## [Exercise task]
Starting at the beginning of the material and ending at the line that contains "179], [366, 184]]]", put each line into a JSON list of strings, one string per line. Leave out blank lines.

====== Raw records

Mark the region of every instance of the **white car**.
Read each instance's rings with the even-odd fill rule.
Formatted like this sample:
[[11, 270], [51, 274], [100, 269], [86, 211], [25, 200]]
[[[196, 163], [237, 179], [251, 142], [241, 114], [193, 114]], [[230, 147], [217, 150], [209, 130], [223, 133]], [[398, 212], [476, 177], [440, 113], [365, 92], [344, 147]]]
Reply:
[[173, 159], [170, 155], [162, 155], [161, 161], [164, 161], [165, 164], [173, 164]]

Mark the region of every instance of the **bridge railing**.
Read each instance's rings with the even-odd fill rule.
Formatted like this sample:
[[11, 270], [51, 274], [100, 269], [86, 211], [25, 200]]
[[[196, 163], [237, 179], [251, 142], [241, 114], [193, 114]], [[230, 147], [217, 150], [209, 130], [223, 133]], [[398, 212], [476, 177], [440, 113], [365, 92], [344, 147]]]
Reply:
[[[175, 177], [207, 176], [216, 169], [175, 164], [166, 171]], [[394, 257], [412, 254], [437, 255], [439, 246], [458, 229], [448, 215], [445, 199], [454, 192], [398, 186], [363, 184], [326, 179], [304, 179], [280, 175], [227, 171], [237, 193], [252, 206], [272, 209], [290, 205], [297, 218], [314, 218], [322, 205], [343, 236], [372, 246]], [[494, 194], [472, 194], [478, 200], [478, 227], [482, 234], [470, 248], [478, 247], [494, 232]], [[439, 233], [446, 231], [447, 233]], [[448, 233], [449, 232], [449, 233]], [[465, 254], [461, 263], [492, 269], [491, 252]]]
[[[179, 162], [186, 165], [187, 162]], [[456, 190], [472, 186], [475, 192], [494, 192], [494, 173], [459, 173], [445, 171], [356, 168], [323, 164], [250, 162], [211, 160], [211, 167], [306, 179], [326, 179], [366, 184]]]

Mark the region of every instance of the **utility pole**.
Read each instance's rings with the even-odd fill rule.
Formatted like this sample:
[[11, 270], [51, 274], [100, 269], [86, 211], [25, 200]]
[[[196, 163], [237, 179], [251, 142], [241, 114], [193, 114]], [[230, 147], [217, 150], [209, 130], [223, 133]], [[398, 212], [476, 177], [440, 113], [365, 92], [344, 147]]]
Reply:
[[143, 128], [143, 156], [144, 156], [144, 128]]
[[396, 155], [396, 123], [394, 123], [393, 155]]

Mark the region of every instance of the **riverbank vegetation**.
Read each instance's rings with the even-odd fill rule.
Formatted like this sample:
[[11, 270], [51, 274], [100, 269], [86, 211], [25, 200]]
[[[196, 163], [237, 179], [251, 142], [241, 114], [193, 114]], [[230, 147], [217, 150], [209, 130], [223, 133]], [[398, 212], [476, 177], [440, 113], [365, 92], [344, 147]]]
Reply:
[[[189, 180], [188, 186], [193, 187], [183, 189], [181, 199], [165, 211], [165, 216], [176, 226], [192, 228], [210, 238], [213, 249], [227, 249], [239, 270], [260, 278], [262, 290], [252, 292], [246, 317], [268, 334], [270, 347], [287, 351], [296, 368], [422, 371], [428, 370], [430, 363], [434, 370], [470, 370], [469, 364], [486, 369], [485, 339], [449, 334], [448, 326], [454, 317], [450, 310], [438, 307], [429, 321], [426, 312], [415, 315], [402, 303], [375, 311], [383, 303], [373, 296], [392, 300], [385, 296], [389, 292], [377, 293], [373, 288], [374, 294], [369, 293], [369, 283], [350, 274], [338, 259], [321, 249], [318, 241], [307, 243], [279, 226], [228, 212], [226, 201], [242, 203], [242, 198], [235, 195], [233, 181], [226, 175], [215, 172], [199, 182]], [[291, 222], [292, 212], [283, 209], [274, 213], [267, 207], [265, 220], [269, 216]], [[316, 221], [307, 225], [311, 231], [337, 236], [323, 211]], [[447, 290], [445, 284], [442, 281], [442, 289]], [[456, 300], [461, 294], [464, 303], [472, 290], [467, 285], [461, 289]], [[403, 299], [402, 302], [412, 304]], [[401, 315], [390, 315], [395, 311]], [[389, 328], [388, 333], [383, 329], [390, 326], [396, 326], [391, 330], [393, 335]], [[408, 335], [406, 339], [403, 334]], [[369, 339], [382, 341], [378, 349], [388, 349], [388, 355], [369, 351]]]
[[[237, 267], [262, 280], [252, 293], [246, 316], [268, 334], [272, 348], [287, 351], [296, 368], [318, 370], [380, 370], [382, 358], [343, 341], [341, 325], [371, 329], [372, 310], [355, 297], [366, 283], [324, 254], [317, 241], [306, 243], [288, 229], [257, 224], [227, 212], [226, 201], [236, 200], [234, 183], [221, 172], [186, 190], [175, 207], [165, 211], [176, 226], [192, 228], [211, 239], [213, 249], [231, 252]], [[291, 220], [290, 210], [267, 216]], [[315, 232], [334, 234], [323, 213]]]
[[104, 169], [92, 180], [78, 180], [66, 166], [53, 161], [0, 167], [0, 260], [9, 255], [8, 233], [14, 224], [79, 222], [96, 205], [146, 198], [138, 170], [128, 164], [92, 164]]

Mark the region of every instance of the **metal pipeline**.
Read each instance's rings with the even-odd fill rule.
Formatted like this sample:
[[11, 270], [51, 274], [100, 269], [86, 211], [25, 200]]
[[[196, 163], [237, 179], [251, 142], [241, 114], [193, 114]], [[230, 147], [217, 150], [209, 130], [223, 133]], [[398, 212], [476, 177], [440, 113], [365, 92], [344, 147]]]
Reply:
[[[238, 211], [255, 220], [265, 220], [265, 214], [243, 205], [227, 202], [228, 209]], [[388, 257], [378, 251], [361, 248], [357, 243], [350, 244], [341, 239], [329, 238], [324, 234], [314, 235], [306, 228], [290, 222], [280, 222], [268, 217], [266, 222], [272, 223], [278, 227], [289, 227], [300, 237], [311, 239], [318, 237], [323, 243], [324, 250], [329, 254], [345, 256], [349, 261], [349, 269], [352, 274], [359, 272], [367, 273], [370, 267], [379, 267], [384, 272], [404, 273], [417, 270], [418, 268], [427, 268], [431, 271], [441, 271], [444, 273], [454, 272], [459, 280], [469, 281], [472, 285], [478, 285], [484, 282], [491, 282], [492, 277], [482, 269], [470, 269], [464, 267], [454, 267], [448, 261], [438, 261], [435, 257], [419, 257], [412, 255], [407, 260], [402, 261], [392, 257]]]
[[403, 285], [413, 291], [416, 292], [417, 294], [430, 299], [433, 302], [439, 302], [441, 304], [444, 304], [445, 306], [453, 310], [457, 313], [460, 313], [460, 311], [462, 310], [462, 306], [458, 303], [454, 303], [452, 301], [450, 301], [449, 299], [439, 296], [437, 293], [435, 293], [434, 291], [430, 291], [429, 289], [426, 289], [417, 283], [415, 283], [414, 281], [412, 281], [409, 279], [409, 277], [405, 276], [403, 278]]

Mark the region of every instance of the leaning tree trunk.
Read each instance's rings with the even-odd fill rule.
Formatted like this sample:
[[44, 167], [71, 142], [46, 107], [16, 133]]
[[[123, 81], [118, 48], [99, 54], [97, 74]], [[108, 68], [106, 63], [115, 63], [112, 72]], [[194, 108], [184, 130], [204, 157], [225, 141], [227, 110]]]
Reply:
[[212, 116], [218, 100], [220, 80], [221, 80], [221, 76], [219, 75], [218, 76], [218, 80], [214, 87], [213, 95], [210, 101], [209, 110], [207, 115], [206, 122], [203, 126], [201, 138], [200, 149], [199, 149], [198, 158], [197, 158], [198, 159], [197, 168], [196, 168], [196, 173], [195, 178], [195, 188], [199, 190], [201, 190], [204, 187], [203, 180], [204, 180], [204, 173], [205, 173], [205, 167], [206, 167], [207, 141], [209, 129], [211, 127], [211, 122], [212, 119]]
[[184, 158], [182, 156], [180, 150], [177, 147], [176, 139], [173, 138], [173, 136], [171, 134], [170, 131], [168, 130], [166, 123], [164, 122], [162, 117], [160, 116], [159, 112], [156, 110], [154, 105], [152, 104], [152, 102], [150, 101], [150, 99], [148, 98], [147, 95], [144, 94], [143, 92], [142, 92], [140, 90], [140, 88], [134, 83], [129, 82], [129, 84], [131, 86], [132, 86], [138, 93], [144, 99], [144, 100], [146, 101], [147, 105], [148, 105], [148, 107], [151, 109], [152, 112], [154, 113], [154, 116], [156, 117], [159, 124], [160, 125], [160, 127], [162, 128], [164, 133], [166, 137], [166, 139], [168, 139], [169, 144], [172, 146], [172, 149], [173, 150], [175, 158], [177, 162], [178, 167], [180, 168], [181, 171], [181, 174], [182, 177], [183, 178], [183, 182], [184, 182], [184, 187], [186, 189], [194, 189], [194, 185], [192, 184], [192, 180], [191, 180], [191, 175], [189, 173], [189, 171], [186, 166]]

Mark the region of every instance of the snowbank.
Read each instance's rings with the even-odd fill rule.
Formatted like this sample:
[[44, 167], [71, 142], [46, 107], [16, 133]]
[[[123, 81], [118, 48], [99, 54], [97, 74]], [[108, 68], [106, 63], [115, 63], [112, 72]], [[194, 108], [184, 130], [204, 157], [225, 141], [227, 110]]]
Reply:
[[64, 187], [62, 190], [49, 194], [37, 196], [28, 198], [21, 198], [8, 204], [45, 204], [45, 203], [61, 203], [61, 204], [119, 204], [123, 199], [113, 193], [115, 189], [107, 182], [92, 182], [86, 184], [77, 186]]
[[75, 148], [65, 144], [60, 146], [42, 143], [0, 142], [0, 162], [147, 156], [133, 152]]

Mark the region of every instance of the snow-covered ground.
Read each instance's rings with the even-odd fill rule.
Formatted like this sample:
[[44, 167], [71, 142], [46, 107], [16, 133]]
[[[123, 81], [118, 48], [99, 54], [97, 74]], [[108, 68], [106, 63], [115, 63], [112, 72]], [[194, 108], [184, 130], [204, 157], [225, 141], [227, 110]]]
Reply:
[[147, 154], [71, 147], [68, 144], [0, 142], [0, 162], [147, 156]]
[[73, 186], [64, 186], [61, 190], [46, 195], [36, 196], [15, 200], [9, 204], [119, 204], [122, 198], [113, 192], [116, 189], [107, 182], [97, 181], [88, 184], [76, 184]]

============

## [Exercise response]
[
  "Mark the region of every instance of the **white car**.",
  "Read each instance's rings with the even-odd fill rule.",
  "Formatted like this sample:",
  "[[11, 270], [51, 274], [100, 269], [86, 211], [25, 200]]",
  "[[[196, 163], [237, 179], [251, 142], [241, 114], [193, 114]], [[230, 147], [217, 150], [209, 130], [223, 133]], [[398, 212], [476, 177], [440, 113], [365, 92], [344, 147]]]",
  "Reply:",
  "[[173, 159], [170, 155], [162, 155], [161, 161], [164, 161], [165, 164], [173, 164]]",
  "Mark the region of every instance of the **bridge railing**.",
  "Read each instance's rings with the even-odd fill rule.",
  "Formatted like this sample:",
  "[[11, 270], [51, 274], [100, 269], [86, 211], [25, 200]]",
  "[[[196, 163], [237, 179], [251, 142], [241, 114], [193, 114]], [[230, 147], [217, 150], [209, 130], [223, 133]], [[398, 212], [476, 177], [440, 113], [365, 92], [344, 147]]]",
  "Reply:",
  "[[[175, 177], [207, 176], [216, 169], [175, 164], [166, 171]], [[394, 257], [412, 254], [437, 255], [439, 246], [458, 229], [448, 215], [445, 199], [454, 192], [398, 186], [363, 184], [326, 179], [304, 179], [280, 175], [227, 171], [237, 193], [252, 206], [272, 209], [290, 205], [297, 218], [314, 218], [322, 205], [343, 236], [372, 246]], [[494, 194], [472, 194], [478, 200], [478, 227], [482, 234], [470, 248], [478, 247], [494, 232]], [[439, 233], [446, 231], [447, 233]], [[448, 233], [449, 232], [449, 233]], [[465, 254], [461, 263], [492, 269], [491, 252]]]",
  "[[[179, 162], [186, 165], [187, 162]], [[456, 190], [472, 186], [475, 192], [494, 192], [494, 173], [459, 173], [445, 171], [356, 168], [323, 164], [250, 162], [211, 160], [211, 167], [306, 179], [326, 179], [366, 184]]]"
]